Supplied material
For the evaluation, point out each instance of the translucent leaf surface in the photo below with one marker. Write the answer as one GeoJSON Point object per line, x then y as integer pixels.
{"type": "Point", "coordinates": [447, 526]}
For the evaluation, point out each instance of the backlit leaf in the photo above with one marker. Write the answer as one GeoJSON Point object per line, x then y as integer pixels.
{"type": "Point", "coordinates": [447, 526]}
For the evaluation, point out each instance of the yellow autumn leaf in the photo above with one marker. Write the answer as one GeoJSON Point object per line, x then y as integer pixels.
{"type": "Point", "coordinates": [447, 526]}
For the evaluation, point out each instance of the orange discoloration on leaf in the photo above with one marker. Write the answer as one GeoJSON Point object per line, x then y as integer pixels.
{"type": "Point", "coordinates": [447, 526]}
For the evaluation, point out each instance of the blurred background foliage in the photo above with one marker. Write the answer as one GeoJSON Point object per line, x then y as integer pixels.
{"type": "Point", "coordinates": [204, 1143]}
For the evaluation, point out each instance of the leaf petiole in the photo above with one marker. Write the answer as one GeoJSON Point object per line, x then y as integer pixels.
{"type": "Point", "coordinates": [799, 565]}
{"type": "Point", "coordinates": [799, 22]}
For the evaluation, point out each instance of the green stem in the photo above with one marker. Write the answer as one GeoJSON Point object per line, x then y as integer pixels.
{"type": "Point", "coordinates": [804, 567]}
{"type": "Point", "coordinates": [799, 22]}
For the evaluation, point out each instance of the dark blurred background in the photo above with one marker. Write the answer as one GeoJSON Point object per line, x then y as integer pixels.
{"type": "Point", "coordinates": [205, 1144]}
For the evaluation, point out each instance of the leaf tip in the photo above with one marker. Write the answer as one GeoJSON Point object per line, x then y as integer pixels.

Brief
Turn every record above into a numbered list, one line per item, and drop any blank lines.

Result of this exercise
1. For the evaluation, point out each instance of the translucent leaf surface in the photo below with one marker. Write the answer as one GeoJSON Point object per line, x then y as integer pixels.
2. {"type": "Point", "coordinates": [447, 526]}
3. For the evaluation, point out each instance of the backlit leaf in the photo above with one marker. Write the answer as one GeoJSON Point object per line, x then y as integer pixels.
4. {"type": "Point", "coordinates": [447, 526]}
5. For the evaluation, point out each instance of the yellow autumn leaf in the photo above with one marker. Write the answer as one GeoJSON Point object per line, x then y as integer pixels.
6. {"type": "Point", "coordinates": [447, 526]}
7. For the evaluation, point out each instance of the orange discoloration on leaf in the photo above with one marker. Write the answer as one GeoJSON Point object per line, x then y as integer pixels.
8. {"type": "Point", "coordinates": [447, 526]}
9. For the evaluation, point out each instance of the blurred background foliage in the photo above with one marker. Write the answer as one GeoJSON Point object per line, x then y as integer pixels.
10. {"type": "Point", "coordinates": [204, 1143]}
11. For the evaluation, point out each instance of the leaf petiole in the photo above with one marker. Write the answer as one GeoJSON Point object per line, x then y as integer pixels.
12. {"type": "Point", "coordinates": [799, 565]}
13. {"type": "Point", "coordinates": [799, 22]}
14. For the evaluation, point out each instance of the green stem in the photo above with one marker. Write the answer as one GeoJSON Point object per line, x then y as integer pixels.
15. {"type": "Point", "coordinates": [804, 567]}
16. {"type": "Point", "coordinates": [799, 22]}
17. For the evaluation, point out each instance of the dark blurred background in the photo above with one marker. Write the answer as one GeoJSON Point object per line, x then y as integer pixels.
18. {"type": "Point", "coordinates": [205, 1144]}
19. For the evaluation, point out each instance of the leaf tip in the photo above with one marker. Write the answer as one GeoJSON Point object per line, x then y as integer pixels.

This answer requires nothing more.